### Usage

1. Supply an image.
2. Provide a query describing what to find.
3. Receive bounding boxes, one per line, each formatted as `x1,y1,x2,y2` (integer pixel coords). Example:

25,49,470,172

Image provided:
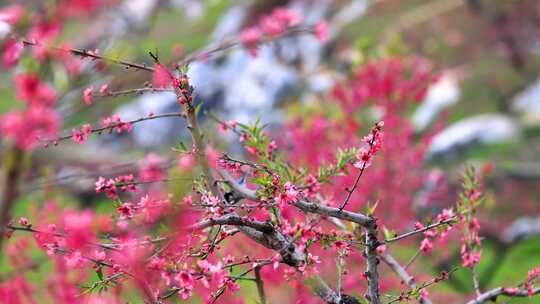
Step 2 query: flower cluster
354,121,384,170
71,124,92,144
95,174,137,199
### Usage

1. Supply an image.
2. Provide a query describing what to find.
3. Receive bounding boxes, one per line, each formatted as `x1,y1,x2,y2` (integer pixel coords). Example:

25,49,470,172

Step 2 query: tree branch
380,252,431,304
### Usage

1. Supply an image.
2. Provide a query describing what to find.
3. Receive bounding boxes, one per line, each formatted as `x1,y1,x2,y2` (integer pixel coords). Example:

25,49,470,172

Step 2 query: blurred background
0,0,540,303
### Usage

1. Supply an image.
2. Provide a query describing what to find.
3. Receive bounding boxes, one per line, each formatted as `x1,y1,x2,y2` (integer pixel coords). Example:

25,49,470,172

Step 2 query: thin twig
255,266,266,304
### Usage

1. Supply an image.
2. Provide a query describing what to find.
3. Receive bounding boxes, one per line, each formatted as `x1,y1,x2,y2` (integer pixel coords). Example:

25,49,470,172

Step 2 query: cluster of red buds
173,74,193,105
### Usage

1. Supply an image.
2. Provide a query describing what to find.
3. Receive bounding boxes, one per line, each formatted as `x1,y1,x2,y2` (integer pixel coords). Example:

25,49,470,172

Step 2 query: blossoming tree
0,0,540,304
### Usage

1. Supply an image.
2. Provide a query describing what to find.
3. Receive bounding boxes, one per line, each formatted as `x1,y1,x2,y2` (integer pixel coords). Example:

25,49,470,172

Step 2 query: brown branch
· · · ·
_Ваше задание:_
Перепишите все записи, заменив «query» на «prompt» и больше ничего не меняя. Изображения в ответ не включайте.

_Ответ на задание:_
### Usage

1. Supply an image.
2. Provide a prompt describing what to find.
3. Receive bounding boxes, one per line, each formatted as `x1,y1,x2,y2` (integer pixel coords). Example:

25,49,470,172

Image provided:
Step 2 prompt: flower cluster
354,121,384,170
71,124,92,144
95,174,137,199
### Usage

1. Supply an image.
2. Provide a prompt describing what to find.
3. Receive bounding boxes, one per line, each formatted as `x1,y1,x2,y2` (integer pixel coords). Example:

25,49,470,172

Step 2 prompt: tree branch
380,252,431,304
### Usage

1. Supply an image.
2. Provide a prompt describing what to find.
3. Receive bounding boxes, one per line, each formatted as `x1,y1,x2,y2` (integer pixel coords). Example:

25,49,470,172

Step 2 prompt: blurred background
0,0,540,303
### Usage

1. Supply an image.
2. Provide a prompt describing what to find.
3. Receive bounding boxes, one per line, each formatted as `x1,y1,x2,y2` (integer pixel coords). Example:

25,49,470,172

Step 2 prompt: thin twig
255,266,266,304
### Usage

1. Supply an image.
2. Provide a prompt describing what to find.
3. Receive bounding boxes, one per line, each formatted as `x1,y1,x2,y2` (integer pixel coords). Example:

25,49,470,172

Step 2 prompt: cluster of red buds
173,74,193,105
### Usage

1. Supply an image.
2. Provide a prompt describing what to find.
3. Receive bounding boxes, one per line, each formatted as `x1,y1,x2,y2` (integer pixel coords). Example:

25,49,470,172

Step 2 prompt: blossoming tree
0,0,540,304
### Usage

1. Supply an image.
2. Provide a prompt describing what to find.
3. Receive bounding boxes, one per line, each formatted as `x1,y1,x2,y2` (integer pixel coords). Example:

25,49,470,172

Step 2 prompt: brown branch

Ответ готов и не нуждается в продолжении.